__DIRECTIONS FOR THIS TASK__
Count how many lines of the material below contain the word "bubbles". Reply with the number alone.

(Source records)
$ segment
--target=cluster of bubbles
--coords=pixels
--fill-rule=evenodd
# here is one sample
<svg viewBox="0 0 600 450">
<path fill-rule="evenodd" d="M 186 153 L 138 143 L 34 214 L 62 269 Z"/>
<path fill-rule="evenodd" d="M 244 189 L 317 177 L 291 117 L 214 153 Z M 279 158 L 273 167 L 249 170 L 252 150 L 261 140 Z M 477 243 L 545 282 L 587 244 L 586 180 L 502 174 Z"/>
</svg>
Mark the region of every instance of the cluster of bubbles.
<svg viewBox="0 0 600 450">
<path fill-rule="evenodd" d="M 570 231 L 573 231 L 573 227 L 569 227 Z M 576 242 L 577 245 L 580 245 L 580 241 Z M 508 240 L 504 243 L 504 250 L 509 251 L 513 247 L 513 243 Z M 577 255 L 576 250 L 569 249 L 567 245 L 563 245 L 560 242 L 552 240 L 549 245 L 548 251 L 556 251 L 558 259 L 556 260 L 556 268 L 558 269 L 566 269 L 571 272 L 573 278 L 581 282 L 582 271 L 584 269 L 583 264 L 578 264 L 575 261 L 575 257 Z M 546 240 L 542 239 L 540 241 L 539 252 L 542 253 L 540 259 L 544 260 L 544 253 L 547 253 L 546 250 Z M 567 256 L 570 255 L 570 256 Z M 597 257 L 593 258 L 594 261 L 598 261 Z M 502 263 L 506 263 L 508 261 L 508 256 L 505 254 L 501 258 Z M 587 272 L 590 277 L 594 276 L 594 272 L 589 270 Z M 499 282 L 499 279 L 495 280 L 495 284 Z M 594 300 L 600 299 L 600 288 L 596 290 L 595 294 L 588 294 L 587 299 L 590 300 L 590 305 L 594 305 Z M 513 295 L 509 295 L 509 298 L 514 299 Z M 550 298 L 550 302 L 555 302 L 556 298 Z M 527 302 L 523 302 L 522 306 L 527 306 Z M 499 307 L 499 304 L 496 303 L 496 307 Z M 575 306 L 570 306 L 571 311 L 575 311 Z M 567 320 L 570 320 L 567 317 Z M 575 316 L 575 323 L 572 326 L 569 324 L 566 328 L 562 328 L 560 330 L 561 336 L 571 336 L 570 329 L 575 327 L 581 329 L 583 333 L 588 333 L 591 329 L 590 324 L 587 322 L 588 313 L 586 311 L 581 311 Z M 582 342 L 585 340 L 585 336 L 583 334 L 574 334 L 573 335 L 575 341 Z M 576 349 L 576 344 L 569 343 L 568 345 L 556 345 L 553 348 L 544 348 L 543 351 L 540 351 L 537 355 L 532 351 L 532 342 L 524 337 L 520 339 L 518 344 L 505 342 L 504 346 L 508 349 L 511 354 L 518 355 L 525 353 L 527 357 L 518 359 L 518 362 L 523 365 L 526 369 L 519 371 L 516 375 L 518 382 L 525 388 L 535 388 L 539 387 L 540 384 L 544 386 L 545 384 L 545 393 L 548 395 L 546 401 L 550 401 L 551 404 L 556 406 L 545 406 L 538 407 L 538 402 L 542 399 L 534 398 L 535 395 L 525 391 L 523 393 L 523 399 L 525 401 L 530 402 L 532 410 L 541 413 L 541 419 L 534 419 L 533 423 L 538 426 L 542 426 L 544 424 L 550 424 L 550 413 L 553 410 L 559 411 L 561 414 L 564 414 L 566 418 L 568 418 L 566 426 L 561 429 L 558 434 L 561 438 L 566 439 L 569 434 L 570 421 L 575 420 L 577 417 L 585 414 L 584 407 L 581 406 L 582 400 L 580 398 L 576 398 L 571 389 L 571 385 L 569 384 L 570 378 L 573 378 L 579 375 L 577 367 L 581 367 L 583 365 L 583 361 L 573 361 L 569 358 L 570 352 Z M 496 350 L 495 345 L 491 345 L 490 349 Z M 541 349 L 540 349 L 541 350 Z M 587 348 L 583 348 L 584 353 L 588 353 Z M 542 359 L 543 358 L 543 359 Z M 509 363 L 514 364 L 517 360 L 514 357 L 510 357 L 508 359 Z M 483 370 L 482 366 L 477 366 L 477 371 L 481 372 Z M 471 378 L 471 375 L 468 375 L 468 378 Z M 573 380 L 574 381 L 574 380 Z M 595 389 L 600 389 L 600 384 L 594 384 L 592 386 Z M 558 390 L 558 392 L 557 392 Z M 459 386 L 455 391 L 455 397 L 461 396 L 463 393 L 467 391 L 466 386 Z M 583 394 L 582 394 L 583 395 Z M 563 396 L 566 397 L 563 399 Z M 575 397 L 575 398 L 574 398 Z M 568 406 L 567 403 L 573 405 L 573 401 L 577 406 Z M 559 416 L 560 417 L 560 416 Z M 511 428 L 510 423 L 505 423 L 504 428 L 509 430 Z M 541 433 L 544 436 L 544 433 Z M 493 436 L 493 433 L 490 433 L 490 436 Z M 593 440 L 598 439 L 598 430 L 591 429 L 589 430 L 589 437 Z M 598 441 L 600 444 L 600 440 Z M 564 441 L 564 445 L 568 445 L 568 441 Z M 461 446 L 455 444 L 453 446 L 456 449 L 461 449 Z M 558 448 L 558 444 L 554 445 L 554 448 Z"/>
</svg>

__FULL OUTPUT__
2